Task objective:
Count the lines of the records that contain the string "leaf", treating uppercase and lowercase as different. Give only the number.

(Raw records)
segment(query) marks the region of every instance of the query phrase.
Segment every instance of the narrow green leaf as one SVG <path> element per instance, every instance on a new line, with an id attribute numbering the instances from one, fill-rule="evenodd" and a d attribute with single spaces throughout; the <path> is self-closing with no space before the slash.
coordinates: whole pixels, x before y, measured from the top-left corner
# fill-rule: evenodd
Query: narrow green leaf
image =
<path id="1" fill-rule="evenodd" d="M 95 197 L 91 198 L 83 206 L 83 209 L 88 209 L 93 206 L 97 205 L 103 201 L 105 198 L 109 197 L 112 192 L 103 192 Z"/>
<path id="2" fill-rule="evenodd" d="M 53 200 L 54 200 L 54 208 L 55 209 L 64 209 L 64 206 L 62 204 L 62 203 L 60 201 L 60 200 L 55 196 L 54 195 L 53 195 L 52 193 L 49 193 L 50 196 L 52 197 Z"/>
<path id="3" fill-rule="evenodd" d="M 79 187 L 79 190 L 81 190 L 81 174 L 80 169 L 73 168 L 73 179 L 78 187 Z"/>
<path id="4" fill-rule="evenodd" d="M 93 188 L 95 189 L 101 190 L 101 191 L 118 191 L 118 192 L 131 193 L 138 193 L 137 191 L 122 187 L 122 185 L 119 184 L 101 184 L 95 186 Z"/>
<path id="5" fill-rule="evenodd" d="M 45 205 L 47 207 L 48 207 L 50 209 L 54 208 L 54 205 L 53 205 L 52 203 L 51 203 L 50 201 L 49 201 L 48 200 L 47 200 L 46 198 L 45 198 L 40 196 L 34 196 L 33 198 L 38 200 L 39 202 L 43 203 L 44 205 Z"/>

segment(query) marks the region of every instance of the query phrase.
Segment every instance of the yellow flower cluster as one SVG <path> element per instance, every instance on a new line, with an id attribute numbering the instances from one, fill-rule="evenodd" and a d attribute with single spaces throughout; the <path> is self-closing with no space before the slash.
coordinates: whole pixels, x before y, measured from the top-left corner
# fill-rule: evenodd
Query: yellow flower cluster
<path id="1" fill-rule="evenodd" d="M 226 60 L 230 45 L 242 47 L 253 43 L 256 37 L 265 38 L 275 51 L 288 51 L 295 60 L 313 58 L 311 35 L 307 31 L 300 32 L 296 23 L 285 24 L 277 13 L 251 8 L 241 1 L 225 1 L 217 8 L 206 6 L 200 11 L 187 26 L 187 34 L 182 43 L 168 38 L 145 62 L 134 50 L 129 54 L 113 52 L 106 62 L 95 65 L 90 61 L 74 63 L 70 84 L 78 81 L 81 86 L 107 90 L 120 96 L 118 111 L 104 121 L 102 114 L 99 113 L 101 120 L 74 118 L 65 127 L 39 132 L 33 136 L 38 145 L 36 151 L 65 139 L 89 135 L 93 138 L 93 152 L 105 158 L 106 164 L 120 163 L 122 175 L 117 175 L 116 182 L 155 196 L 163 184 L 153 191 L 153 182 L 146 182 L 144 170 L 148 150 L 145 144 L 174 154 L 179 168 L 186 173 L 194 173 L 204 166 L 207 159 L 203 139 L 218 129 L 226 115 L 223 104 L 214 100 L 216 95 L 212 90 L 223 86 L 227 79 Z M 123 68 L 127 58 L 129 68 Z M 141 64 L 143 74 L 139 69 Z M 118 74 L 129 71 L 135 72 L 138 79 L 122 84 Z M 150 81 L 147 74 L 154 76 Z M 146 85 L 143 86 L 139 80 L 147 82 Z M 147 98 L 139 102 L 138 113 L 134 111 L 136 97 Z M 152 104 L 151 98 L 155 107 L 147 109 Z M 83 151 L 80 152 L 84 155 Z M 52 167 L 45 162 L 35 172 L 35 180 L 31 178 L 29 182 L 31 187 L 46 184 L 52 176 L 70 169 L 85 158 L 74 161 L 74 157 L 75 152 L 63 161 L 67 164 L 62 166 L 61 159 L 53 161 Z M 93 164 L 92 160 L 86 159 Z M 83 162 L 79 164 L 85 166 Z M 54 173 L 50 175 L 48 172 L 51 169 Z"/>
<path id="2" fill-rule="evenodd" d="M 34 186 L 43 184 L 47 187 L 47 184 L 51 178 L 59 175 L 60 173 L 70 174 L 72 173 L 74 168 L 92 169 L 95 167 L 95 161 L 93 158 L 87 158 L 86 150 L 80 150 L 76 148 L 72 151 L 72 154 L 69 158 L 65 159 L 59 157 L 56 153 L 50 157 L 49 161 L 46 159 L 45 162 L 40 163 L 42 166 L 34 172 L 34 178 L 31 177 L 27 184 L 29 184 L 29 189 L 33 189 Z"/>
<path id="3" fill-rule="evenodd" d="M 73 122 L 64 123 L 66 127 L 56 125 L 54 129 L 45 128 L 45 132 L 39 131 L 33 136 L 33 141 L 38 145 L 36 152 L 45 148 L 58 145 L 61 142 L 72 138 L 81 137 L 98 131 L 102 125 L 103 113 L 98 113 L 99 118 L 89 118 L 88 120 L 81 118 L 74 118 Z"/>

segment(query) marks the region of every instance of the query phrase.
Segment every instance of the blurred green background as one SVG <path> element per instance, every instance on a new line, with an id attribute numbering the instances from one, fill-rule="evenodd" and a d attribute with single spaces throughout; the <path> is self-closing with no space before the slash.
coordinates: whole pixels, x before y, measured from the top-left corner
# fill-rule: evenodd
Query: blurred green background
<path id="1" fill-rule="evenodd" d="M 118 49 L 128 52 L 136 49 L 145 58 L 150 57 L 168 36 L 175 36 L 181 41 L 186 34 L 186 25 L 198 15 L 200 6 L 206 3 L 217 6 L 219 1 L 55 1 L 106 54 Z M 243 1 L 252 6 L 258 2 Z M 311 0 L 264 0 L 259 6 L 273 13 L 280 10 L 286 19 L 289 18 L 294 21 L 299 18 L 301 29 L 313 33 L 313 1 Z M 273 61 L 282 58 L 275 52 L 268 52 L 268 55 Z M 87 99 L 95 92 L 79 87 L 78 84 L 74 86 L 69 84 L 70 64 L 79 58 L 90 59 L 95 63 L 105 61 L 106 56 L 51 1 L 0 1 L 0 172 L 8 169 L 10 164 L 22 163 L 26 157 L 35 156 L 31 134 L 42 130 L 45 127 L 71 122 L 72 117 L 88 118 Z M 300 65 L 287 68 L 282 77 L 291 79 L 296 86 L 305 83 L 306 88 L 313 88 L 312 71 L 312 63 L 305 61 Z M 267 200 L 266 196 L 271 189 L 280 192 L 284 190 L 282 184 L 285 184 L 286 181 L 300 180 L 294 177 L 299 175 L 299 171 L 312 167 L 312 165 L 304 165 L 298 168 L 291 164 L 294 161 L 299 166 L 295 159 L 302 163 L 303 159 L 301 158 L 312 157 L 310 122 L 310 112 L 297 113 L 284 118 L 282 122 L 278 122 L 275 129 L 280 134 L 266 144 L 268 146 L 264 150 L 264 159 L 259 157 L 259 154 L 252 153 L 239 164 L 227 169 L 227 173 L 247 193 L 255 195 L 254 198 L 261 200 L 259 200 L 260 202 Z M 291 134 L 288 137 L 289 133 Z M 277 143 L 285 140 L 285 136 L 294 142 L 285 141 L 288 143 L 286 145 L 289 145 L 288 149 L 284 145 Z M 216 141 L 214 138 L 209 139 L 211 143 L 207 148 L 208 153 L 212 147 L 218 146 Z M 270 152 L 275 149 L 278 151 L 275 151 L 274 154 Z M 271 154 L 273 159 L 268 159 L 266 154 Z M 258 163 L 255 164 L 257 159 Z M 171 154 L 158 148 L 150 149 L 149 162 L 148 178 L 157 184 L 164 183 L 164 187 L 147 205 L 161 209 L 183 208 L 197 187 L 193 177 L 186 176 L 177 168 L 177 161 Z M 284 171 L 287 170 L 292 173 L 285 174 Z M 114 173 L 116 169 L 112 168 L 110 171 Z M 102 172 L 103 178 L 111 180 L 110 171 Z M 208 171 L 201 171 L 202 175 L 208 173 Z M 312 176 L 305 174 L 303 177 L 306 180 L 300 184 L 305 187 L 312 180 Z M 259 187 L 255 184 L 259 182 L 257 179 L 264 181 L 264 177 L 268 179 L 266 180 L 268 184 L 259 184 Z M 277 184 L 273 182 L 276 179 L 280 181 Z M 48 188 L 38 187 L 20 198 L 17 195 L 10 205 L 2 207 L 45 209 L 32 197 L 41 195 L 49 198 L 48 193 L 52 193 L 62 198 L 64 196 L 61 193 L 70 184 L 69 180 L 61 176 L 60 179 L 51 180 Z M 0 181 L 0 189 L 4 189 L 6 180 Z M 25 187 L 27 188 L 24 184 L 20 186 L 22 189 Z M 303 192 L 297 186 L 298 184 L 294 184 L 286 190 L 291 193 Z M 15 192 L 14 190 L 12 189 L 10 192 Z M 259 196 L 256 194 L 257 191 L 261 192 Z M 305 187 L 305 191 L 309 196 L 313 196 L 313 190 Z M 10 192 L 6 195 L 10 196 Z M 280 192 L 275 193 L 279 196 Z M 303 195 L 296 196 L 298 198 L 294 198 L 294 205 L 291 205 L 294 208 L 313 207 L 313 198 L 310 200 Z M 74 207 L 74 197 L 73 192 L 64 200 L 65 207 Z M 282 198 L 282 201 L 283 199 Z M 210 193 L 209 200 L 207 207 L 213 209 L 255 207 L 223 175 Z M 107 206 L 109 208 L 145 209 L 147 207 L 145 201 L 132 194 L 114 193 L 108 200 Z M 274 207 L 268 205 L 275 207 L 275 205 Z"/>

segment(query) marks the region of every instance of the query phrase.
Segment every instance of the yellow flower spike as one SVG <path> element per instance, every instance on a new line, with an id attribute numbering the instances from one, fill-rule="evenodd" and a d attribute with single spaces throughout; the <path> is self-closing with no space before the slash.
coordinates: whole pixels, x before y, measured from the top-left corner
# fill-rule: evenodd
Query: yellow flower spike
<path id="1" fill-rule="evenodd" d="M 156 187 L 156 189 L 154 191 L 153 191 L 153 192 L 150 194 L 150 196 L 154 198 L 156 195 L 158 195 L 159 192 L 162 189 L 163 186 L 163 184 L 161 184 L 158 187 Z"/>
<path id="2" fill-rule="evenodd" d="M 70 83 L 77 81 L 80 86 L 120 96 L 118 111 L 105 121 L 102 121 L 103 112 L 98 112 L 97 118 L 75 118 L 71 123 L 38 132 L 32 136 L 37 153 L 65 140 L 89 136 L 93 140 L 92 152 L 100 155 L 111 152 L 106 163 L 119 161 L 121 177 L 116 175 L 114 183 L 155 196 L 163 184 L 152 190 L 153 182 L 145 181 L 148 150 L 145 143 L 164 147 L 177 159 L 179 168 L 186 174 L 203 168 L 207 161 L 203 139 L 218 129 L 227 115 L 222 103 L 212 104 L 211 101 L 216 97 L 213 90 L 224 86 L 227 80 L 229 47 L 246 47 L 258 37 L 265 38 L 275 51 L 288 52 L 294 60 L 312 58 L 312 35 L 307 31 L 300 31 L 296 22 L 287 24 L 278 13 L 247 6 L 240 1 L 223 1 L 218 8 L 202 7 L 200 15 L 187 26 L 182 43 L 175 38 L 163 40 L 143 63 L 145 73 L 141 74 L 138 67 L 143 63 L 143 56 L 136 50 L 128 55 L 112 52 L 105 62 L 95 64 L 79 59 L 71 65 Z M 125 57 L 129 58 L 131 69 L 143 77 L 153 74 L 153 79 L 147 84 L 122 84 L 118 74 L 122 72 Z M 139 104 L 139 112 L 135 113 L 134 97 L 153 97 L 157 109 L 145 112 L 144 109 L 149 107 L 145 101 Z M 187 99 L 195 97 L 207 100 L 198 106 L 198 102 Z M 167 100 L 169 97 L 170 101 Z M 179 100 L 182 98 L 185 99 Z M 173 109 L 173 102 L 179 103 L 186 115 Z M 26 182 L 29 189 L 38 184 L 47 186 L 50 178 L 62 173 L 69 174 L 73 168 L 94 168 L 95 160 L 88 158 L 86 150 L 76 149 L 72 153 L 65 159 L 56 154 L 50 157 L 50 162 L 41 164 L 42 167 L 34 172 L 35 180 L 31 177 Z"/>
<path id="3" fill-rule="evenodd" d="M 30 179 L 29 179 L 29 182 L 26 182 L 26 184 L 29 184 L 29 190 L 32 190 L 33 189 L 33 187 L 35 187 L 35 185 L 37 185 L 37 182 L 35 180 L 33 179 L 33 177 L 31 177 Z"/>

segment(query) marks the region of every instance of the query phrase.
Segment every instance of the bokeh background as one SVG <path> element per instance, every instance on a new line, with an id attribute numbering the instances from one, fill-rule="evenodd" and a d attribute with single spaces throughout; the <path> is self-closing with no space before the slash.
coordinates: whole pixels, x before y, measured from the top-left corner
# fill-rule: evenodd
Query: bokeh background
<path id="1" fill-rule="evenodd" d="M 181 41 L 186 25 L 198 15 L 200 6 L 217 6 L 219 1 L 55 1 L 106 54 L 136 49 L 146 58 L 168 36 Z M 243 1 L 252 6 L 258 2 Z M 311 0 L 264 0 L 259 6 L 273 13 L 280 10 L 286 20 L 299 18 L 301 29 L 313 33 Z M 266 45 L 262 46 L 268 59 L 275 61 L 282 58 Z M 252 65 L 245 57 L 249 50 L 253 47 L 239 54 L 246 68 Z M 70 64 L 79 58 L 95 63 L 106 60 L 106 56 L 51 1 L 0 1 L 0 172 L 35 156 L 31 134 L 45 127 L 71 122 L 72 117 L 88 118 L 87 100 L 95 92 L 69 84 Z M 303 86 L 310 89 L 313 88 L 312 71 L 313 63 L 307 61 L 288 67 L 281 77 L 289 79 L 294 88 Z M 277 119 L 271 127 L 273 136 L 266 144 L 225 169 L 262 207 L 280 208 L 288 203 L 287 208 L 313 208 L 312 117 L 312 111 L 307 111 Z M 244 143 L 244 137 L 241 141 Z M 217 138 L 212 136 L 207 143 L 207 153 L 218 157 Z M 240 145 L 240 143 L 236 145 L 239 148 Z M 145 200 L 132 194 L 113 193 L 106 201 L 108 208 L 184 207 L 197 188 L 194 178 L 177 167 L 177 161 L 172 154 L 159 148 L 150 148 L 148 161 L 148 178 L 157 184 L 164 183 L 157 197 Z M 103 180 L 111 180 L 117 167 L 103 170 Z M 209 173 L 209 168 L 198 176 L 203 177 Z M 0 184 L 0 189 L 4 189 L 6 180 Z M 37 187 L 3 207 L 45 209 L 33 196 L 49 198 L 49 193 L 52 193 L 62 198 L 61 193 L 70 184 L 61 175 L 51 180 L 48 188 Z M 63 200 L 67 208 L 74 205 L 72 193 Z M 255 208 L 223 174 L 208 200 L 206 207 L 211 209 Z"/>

Task solution:
2